● **Dokumentauszug**
Unabhängiger Verwaltungssenat
des Landes Oberösterreich
FAQs| Sitemap| Weblinks

VwSen-167290/14/Bi/CG

Linz, 10.12.2012

 

 

E R K E N N T N I S

 

 

Der Unabhängige Verwaltungssenat des Landes Oberösterreich hat durch sein Mitglied Mag. Karin Bissenberger über die Berufung des Herrn x, x, x, vertreten durch Herrn RA x, x, x, vom 10. Oktober 2012 gegen das Straferkenntnis des Bezirkshaupt­mannes von Linz-Land vom 12.September 2012, VerkR96-47559-2010/Pos, wegen Übertretung der StVO 1960, aufgrund des Ergebnisses der am 6. Dezember 2012 durchgeführten öffentlichen mündlichen Berufungsverhandlung (samt mündlicher Verkündung der Berufungs­entscheidung) zu Recht erkannt:

 

Der Berufung wird Folge gegeben, das angefochtene Straferkenntnis behoben und das Verwaltungsstrafverfahren diesbezüglich ohne Vorschreibung von Verfahrenskostenbeiträgen eingestellt.

● **Datensätze**
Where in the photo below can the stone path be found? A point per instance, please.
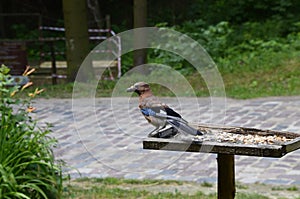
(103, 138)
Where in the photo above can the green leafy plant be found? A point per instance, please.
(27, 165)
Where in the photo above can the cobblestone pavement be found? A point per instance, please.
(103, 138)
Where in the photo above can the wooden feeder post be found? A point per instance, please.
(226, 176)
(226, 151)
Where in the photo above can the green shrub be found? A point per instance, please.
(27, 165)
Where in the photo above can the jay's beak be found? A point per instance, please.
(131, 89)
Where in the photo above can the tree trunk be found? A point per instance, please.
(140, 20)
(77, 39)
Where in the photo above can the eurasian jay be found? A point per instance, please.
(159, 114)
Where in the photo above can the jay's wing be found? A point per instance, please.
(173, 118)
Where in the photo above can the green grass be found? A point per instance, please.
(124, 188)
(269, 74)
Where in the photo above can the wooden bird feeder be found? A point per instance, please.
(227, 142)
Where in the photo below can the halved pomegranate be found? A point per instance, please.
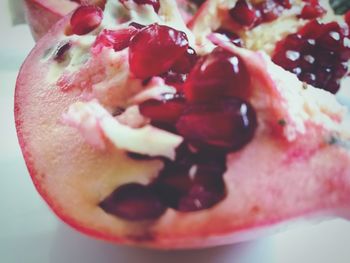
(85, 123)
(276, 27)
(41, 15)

==

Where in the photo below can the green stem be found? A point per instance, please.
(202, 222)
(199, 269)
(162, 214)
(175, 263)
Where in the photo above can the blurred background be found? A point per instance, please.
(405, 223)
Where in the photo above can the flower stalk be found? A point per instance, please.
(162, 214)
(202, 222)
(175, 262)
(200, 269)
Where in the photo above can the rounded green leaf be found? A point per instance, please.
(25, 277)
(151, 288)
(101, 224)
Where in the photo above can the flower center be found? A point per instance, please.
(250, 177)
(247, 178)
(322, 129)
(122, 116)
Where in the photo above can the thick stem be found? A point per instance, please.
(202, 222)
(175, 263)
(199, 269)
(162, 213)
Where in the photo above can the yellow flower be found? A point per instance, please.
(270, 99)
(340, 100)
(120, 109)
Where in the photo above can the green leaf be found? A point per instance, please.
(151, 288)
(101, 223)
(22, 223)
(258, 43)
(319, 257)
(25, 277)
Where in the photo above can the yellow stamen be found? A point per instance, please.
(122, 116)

--

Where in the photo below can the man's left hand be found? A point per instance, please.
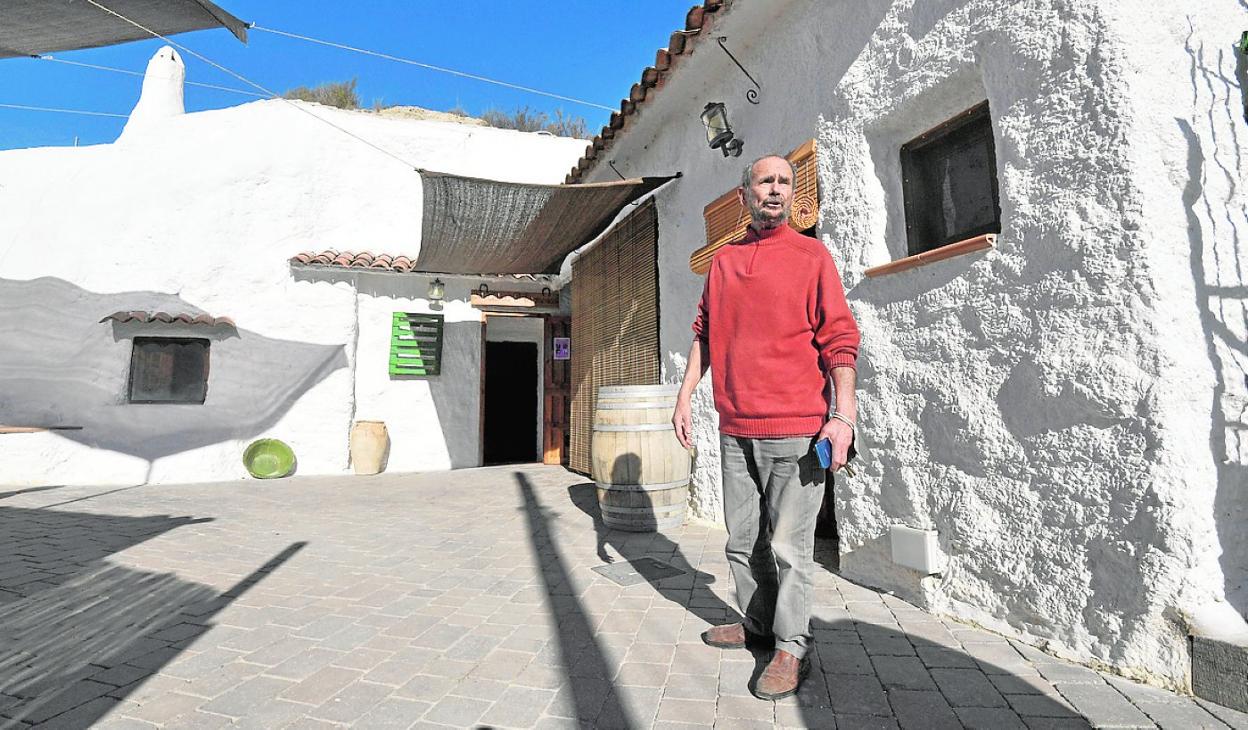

● **Aufgabenstellung**
An welchem Tag wurde laut dem Erkenntnis die öffentliche mündliche Berufungsverhandlung durchgeführt? Stützen Sie sich ausschließlich auf das Erkenntnis.

● **Richtige Antwort**
Am 6. Dezember 2012.